- **DESCRIPTION OF THE TASK**:
Of all the lines in the entries below, give again exactly those starting at the line containing "point(67, 366)" and ending at the line containing "point(117, 511)", both ends included, and no others.

[Point-per-instance localization data]
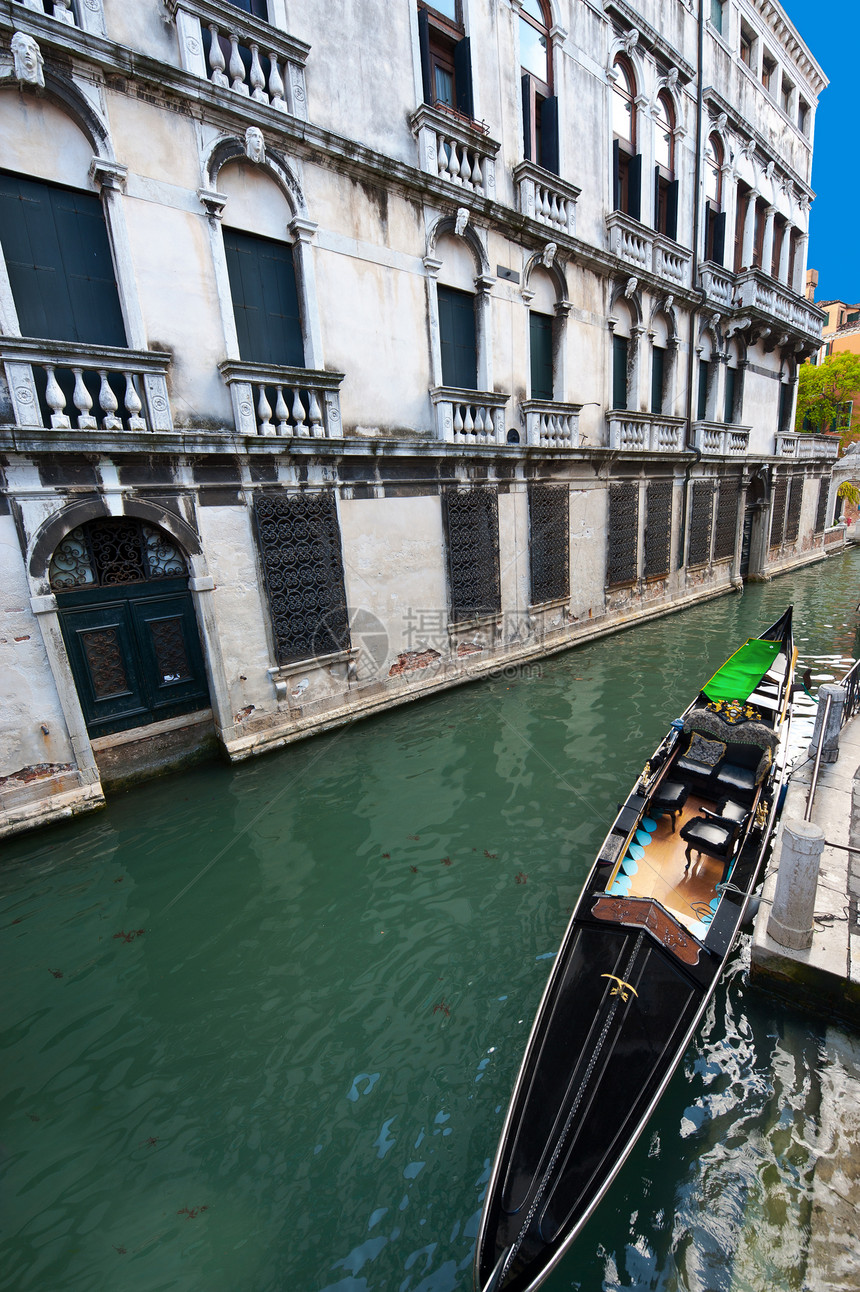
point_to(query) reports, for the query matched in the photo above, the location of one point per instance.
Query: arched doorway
(128, 623)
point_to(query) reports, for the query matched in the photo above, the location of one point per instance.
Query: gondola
(641, 958)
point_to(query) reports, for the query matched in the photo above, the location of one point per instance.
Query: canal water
(260, 1023)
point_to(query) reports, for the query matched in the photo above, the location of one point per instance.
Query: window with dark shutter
(265, 301)
(60, 264)
(471, 532)
(300, 548)
(457, 339)
(540, 335)
(549, 541)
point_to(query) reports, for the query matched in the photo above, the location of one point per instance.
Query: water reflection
(295, 1075)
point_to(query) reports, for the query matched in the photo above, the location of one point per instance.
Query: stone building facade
(350, 353)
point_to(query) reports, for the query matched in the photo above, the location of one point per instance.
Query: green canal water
(260, 1023)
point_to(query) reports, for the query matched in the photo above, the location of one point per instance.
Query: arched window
(665, 186)
(540, 106)
(714, 213)
(626, 163)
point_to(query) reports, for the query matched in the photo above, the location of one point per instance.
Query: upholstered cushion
(705, 752)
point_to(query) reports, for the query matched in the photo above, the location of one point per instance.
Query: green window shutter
(540, 333)
(60, 262)
(619, 371)
(265, 301)
(457, 339)
(657, 371)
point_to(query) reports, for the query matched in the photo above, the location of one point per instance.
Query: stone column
(790, 920)
(830, 748)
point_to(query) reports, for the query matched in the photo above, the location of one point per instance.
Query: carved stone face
(27, 60)
(255, 144)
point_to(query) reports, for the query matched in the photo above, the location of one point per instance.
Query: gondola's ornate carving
(549, 541)
(623, 536)
(645, 914)
(700, 522)
(300, 544)
(726, 526)
(471, 531)
(659, 529)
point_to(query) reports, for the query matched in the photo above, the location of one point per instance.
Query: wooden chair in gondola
(714, 833)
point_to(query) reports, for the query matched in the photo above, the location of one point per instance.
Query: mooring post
(790, 920)
(830, 750)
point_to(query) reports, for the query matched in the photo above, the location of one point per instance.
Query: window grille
(778, 513)
(550, 548)
(300, 547)
(726, 526)
(821, 512)
(794, 504)
(471, 532)
(659, 529)
(623, 539)
(700, 522)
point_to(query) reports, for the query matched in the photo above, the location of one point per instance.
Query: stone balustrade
(234, 51)
(455, 150)
(60, 385)
(646, 432)
(758, 291)
(550, 424)
(287, 402)
(792, 445)
(718, 284)
(721, 438)
(546, 198)
(63, 10)
(469, 416)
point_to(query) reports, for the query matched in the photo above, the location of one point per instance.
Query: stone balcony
(453, 149)
(759, 292)
(469, 416)
(550, 424)
(647, 251)
(65, 386)
(792, 445)
(236, 52)
(546, 198)
(721, 439)
(284, 402)
(646, 433)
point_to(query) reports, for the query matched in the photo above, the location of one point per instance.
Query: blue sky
(830, 29)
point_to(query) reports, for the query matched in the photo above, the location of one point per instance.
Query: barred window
(821, 512)
(659, 529)
(300, 545)
(794, 504)
(623, 538)
(471, 531)
(549, 535)
(778, 513)
(700, 522)
(726, 525)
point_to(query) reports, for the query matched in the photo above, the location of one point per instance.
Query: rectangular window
(471, 531)
(457, 339)
(619, 371)
(657, 529)
(726, 526)
(540, 335)
(731, 386)
(623, 535)
(265, 301)
(657, 376)
(549, 541)
(302, 566)
(701, 510)
(60, 264)
(704, 374)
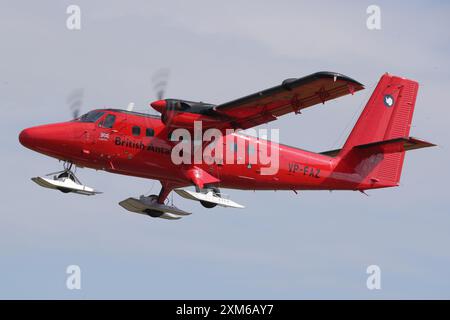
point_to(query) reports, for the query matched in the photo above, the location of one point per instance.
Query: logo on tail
(388, 100)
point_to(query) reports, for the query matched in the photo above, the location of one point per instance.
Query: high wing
(292, 95)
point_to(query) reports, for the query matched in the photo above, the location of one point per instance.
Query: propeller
(160, 80)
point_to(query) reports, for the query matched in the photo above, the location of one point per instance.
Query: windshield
(91, 116)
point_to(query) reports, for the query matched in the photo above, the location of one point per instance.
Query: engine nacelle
(183, 114)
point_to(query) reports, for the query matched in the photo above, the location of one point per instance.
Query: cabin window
(108, 122)
(136, 131)
(149, 132)
(91, 116)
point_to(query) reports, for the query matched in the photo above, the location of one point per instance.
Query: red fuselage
(137, 144)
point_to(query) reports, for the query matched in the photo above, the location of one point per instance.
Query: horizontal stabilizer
(395, 145)
(387, 146)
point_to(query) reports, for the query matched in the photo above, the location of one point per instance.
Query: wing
(292, 95)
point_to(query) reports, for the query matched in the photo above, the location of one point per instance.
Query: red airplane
(141, 145)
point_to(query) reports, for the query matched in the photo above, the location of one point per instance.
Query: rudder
(387, 115)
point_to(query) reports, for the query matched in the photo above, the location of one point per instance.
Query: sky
(314, 245)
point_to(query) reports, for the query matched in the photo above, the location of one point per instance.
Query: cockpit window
(91, 116)
(108, 122)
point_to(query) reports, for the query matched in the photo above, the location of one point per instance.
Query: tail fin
(376, 146)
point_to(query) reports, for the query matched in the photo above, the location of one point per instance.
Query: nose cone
(26, 137)
(47, 138)
(159, 105)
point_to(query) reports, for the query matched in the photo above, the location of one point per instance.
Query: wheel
(210, 205)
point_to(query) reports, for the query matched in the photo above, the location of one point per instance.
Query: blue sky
(282, 246)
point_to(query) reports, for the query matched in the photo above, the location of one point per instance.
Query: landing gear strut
(65, 181)
(215, 191)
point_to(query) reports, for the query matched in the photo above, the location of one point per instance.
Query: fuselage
(139, 145)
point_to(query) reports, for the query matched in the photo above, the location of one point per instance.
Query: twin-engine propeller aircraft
(142, 145)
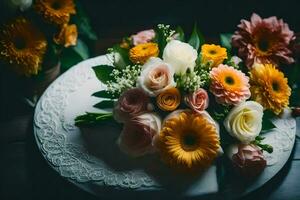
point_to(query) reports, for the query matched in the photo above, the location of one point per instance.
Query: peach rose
(137, 136)
(156, 76)
(169, 99)
(130, 104)
(198, 100)
(247, 159)
(143, 37)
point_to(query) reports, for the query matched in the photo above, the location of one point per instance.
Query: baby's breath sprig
(123, 79)
(190, 81)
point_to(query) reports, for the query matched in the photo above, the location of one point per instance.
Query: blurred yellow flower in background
(269, 87)
(67, 35)
(213, 53)
(142, 52)
(189, 140)
(22, 46)
(56, 12)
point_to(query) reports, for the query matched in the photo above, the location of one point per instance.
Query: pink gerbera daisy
(229, 85)
(263, 41)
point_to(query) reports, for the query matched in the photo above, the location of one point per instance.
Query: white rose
(244, 121)
(156, 76)
(20, 4)
(180, 55)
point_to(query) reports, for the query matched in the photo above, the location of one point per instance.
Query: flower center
(263, 45)
(212, 52)
(229, 80)
(189, 142)
(56, 5)
(275, 86)
(19, 43)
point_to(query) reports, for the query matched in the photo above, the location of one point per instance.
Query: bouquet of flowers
(39, 36)
(188, 100)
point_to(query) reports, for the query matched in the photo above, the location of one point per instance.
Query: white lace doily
(63, 146)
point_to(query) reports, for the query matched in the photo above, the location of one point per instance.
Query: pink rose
(247, 159)
(156, 76)
(137, 135)
(130, 104)
(143, 37)
(198, 100)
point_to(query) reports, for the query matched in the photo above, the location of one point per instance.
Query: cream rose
(137, 136)
(156, 76)
(244, 121)
(180, 55)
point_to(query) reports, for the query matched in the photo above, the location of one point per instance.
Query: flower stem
(92, 118)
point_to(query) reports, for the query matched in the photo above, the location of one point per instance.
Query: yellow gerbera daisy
(22, 46)
(142, 52)
(189, 141)
(55, 11)
(269, 87)
(213, 53)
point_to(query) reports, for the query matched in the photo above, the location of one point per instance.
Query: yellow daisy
(55, 11)
(189, 141)
(213, 53)
(142, 52)
(269, 87)
(22, 46)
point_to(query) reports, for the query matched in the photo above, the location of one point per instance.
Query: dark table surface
(24, 174)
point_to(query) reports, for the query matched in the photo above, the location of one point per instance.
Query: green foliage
(103, 94)
(105, 104)
(73, 55)
(81, 49)
(124, 53)
(196, 40)
(103, 73)
(92, 118)
(225, 40)
(83, 23)
(267, 123)
(180, 32)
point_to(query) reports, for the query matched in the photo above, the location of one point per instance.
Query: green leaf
(124, 54)
(161, 40)
(196, 40)
(225, 39)
(104, 104)
(81, 49)
(180, 32)
(69, 58)
(267, 123)
(103, 72)
(83, 23)
(89, 119)
(103, 94)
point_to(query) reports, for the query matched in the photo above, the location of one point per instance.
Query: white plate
(63, 146)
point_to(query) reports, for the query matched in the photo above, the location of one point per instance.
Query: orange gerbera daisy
(142, 52)
(213, 53)
(269, 87)
(229, 85)
(22, 46)
(57, 12)
(189, 141)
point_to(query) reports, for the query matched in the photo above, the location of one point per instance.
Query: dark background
(24, 174)
(114, 19)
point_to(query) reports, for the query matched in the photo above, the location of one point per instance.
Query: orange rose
(169, 99)
(67, 35)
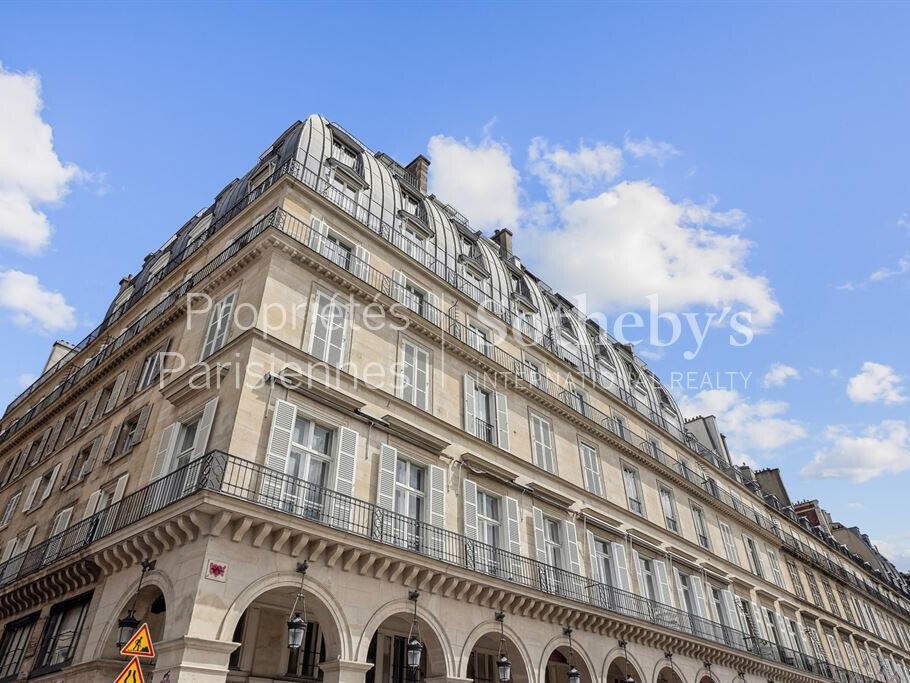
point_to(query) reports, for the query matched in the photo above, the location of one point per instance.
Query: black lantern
(297, 623)
(414, 647)
(503, 665)
(128, 625)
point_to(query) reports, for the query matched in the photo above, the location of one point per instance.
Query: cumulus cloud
(779, 374)
(876, 383)
(616, 243)
(31, 305)
(633, 241)
(758, 426)
(647, 148)
(564, 173)
(31, 174)
(477, 179)
(875, 451)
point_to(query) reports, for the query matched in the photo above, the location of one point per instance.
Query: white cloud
(778, 375)
(31, 174)
(633, 241)
(647, 148)
(876, 383)
(761, 426)
(877, 450)
(479, 180)
(33, 306)
(565, 173)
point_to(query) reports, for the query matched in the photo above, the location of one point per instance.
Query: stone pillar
(344, 671)
(193, 660)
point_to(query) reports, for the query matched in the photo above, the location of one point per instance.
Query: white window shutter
(470, 509)
(385, 490)
(361, 263)
(30, 496)
(636, 561)
(470, 408)
(120, 488)
(437, 497)
(205, 427)
(574, 561)
(620, 566)
(91, 507)
(513, 525)
(663, 582)
(115, 394)
(51, 482)
(502, 421)
(166, 450)
(592, 556)
(539, 546)
(701, 605)
(278, 450)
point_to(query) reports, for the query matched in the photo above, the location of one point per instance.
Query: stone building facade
(328, 370)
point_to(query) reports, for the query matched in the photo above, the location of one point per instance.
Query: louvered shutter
(115, 393)
(50, 482)
(663, 582)
(539, 544)
(574, 561)
(470, 509)
(277, 452)
(166, 450)
(30, 496)
(345, 467)
(502, 421)
(112, 443)
(385, 489)
(470, 407)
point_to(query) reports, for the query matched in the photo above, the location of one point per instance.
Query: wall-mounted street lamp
(415, 646)
(128, 625)
(297, 623)
(503, 665)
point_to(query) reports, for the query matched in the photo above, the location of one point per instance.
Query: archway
(622, 670)
(385, 640)
(481, 662)
(262, 631)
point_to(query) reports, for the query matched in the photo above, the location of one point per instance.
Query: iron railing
(397, 237)
(246, 480)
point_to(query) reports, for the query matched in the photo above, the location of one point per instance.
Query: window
(61, 635)
(483, 405)
(794, 577)
(219, 324)
(633, 490)
(775, 568)
(668, 506)
(415, 381)
(151, 370)
(488, 521)
(729, 543)
(410, 490)
(328, 336)
(542, 438)
(308, 465)
(752, 554)
(701, 527)
(590, 463)
(13, 644)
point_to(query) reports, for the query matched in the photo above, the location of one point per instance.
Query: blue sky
(773, 134)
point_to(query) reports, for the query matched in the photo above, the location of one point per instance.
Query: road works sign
(140, 645)
(131, 674)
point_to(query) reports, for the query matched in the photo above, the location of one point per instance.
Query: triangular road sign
(132, 673)
(140, 645)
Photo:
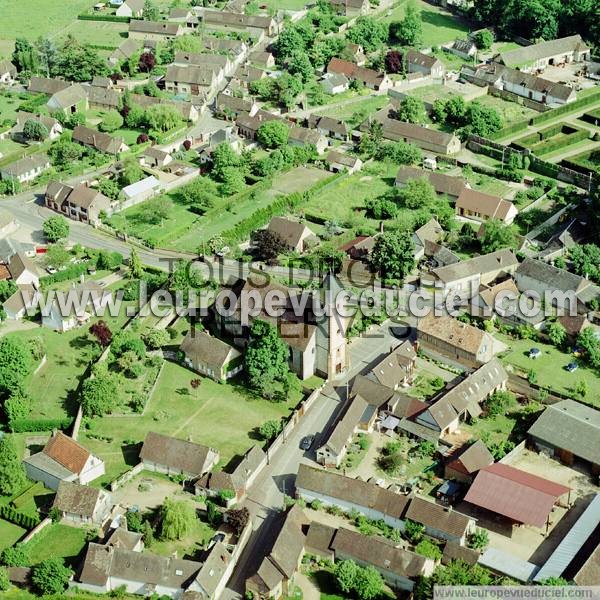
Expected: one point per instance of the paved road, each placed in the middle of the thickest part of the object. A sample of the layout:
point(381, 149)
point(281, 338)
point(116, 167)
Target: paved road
point(266, 495)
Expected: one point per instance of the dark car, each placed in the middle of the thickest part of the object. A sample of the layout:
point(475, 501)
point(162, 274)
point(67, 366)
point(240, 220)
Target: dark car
point(307, 442)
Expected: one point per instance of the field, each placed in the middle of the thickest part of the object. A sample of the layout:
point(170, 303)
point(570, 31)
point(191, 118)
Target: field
point(57, 540)
point(34, 18)
point(550, 368)
point(439, 26)
point(204, 414)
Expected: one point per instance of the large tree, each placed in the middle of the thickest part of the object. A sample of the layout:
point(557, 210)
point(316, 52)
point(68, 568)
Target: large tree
point(12, 473)
point(393, 255)
point(266, 358)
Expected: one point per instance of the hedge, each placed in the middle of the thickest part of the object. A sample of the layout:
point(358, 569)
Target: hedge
point(111, 18)
point(31, 425)
point(18, 518)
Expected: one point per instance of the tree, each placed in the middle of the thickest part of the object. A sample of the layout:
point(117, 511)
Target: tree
point(56, 228)
point(496, 235)
point(393, 255)
point(12, 473)
point(98, 394)
point(111, 121)
point(33, 129)
point(346, 572)
point(269, 244)
point(266, 359)
point(368, 33)
point(270, 429)
point(408, 31)
point(101, 331)
point(150, 11)
point(238, 518)
point(484, 39)
point(16, 363)
point(178, 518)
point(136, 269)
point(51, 576)
point(163, 117)
point(412, 110)
point(273, 134)
point(557, 334)
point(368, 583)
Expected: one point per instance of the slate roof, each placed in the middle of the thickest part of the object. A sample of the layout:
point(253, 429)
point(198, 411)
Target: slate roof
point(515, 494)
point(353, 491)
point(442, 518)
point(77, 499)
point(177, 454)
point(570, 426)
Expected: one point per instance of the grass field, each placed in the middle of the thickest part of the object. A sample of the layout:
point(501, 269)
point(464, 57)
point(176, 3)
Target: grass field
point(204, 415)
point(57, 540)
point(550, 368)
point(34, 18)
point(439, 26)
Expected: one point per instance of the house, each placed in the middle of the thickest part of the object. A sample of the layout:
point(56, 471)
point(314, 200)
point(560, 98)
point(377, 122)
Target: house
point(131, 8)
point(23, 270)
point(369, 499)
point(53, 127)
point(447, 337)
point(518, 496)
point(443, 184)
point(107, 567)
point(478, 206)
point(8, 72)
point(423, 137)
point(466, 49)
point(69, 100)
point(25, 169)
point(543, 54)
point(337, 162)
point(398, 567)
point(63, 316)
point(63, 459)
point(211, 356)
point(154, 157)
point(172, 456)
point(350, 8)
point(464, 278)
point(560, 288)
point(82, 504)
point(525, 85)
point(370, 78)
point(238, 481)
point(417, 62)
point(158, 31)
point(296, 236)
point(397, 368)
point(214, 19)
point(80, 203)
point(25, 299)
point(441, 522)
point(275, 575)
point(101, 142)
point(334, 83)
point(465, 463)
point(568, 431)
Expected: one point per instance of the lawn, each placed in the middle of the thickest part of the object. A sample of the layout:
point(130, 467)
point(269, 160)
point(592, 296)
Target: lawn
point(9, 534)
point(224, 416)
point(57, 540)
point(34, 18)
point(550, 368)
point(439, 26)
point(54, 387)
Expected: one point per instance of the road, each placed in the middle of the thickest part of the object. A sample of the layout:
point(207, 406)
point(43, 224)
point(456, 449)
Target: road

- **TASK RESPONSE**:
point(67, 366)
point(240, 220)
Target: dark car
point(307, 442)
Expected: one point per instance of the field, each placed in the middle of the thickest part of the object. A sample of the layout:
point(170, 303)
point(570, 31)
point(191, 118)
Target: field
point(57, 540)
point(34, 18)
point(550, 368)
point(439, 26)
point(204, 414)
Expected: one point per instance of the large tree, each placed in the middle of the thickest part of the object. A sample of the layout:
point(557, 210)
point(316, 52)
point(68, 568)
Target: large tree
point(12, 473)
point(393, 255)
point(266, 358)
Expected: one point per instance of the hedge, each placed in the middle of the thickest part of the object. A sample of the layout:
point(358, 569)
Target: hedge
point(111, 18)
point(31, 425)
point(18, 518)
Expected: one point per instance of the tree, each placed in the middle of the thickest part of the object. A sample of the layout:
point(117, 511)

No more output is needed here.